TASK A → Print the stretch of the strawberry column from "Driving to the" through "discover the taste." word for word.
TASK B → Pick up the strawberry column after its final sentence and keep writing.

SOURCE TEXT →
━━━━

The strawberry surprise engenders concerns about the future of food

My friend Steve is back in town.  He had to choose between spending March in Minnesota or Costa Rica; and he brought a friend, John.  John is an architect, and he saw more buildings in downtown San José in a weekend than I saw in my first month here.  He agreed with me that San José is under enjoyed by tourists who are still being advised to “avoid downtown San José.”  The city is filled with museums, art galleries, some stunning buildings, charming and restful parks and a maze of a market where you can buy a variety of things at a reasonable price. There also is often something musical happening in the parks. And finally, there are the people.  Pedestrians are everywhere. The walking boulevards are streaming with people, and I have always found the atmosphere positive and welcoming.
We celebrated Steve’s return with the three of us going to the feriain Pavas this past Saturday.  It has been a while for me, because neither the weather nor I was in the mood.  Saturday was a perfect feria day.  It was nice to be back to get Ana’s very fresh eggs.  I am tired of eggs from the supermarket that stand upright in the water, which means they may be paying attention but they are not that fresh.  Ana’s eggs lie on their side, the way they started out in the world.  I was also able to get a bottle of honey at my honey stand.  I have learned to avoid buying it from the people who walk around with unlabeled bottles of honey and won’t let you smell what’s inside.  Whatever it is, it is not honey.

Driving to the feria I saw a young man selling beautiful red strawberries and rejoiced that they are in season, so I bought a large carton of big red strawberries at the feria.  I could hardly wait to get them home to try.  When I finally did wash the first one and take a bite. I was transported into a brave and frightening new world.  It was sour!  I have never eaten a perfect, big, red, and ripe looking strawberry that was sour!  Strawberries are going the way of tomatoes:  beautiful to look at, sturdy, and great for shipping. Eating them is another matter.  The pleasure is gone. So we add sugar to fruits and salt to vegetables, hoping to discover the taste.

━━━━

Stored records →
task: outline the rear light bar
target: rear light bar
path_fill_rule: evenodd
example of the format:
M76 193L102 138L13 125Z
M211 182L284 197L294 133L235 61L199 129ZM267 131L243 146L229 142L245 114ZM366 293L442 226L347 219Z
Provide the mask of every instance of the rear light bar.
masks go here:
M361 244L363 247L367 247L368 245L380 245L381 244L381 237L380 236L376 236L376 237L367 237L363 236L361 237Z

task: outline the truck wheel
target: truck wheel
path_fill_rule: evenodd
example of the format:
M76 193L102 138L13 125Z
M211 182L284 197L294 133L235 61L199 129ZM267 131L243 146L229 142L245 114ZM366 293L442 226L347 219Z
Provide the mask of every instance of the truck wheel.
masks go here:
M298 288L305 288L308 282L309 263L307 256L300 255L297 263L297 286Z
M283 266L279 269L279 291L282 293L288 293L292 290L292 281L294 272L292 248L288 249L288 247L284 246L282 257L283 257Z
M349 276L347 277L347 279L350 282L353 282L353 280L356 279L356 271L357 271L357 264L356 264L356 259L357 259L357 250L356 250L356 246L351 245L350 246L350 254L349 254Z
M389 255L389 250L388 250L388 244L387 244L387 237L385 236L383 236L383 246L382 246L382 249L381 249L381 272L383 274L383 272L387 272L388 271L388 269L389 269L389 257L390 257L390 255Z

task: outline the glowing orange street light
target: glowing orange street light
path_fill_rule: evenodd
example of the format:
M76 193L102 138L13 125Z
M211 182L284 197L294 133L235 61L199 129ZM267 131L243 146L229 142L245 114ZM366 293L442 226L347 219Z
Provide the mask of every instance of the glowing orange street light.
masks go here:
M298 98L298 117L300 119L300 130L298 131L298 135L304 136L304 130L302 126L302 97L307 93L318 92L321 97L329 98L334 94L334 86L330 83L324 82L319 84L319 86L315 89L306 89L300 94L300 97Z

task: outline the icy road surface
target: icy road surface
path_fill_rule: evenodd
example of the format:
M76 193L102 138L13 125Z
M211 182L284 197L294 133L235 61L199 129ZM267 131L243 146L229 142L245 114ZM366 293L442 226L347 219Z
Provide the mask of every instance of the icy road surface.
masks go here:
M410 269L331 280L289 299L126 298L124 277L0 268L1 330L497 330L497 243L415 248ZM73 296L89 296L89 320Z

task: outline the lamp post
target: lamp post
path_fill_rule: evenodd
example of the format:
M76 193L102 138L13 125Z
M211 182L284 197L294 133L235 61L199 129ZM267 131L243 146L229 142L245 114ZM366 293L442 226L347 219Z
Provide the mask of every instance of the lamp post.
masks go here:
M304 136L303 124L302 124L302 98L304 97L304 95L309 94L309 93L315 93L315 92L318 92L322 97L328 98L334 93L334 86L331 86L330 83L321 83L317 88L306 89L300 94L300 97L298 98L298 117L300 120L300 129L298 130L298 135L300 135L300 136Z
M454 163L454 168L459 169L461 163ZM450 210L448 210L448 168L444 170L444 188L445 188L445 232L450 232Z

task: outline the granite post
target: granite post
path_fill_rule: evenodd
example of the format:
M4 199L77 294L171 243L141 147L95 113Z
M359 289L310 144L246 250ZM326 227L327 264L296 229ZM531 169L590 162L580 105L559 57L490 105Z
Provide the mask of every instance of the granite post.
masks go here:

━━━━

OUTPUT A →
Driving to the feria I saw a young man selling beautiful red strawberries and rejoiced that they are in season, so I bought a large carton of big red strawberries at the feria.  I could hardly wait to get them home to try.  When I finally did wash the first one and take a bite. I was transported into a brave and frightening new world.  It was sour!  I have never eaten a perfect, big, red, and ripe looking strawberry that was sour!  Strawberries are going the way of tomatoes:  beautiful to look at, sturdy, and great for shipping. Eating them is another matter.  The pleasure is gone. So we add sugar to fruits and salt to vegetables, hoping to discover the taste.

OUTPUT B →
One way to control people is to control what we eat. The United States has accepted genetically modified foods (and this includes fruits and vegetables), but other countries have not.  One can only hope that Costa Rica will reconsider what is permissible to add to their once delicious, although maybe not perfect looking crops of fruits and vegetables.

Still, the feria is a great way to start one’s day.  You don’t have to buy anything. You can try to resist. You will get a lift of psychic nutrients just walking the rows of food stands and maybe stopping to have breakfast at one of the mini sodas.

I am becoming preoccupied with food — the kind that grows, not the packaged kind.  Everything seems to be getting larger.  Unless you pay premium prices for the mini vegetables, you will find things like carrots and zucchini that, if they keep growing, will be the size of Jack’s beanstalk.  Yet, bigger is not necessarily better.  In her “Classic Italian Cookbook,” Marcella Hazan says that one should not buy zucchini longer than six inches, nor more than an inch and a half in diameter. She would be horrified to see what they have in some stalls.

I recently read some disturbing news about the use of antibiotics mainly to make animals (and who knows, maybe vegetables) larger as well to kill bacteria.

I am beginning to feel as if the ghost of Buckminster Fuller has taken up occupancy in me.  Like him, I say over and over, “Small is beautiful.” And may I add, “And probably better for us.”

However, I am something of a hypocrite.  Steve, John and I retired to a Te con Te Bistro afterwards for breakfast.  John ate a healthy Tico breakfast with rice and beans, an egg, and I don’t know what else because I was too busy enjoying my very large croissant and strawberry naturale drink.  I wonder where they buy their strawberries.